» Exercise requirements:
In each of the records, switch "instance" to "occurrence" and reproduce the lines otherwise unchanged.

» Data for processing:

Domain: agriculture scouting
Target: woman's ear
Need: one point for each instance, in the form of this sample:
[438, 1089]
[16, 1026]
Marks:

» Solution below:
Domain: agriculture scouting
Target: woman's ear
Need: one point for each occurrence, in the form of this sample:
[438, 1089]
[16, 1026]
Marks:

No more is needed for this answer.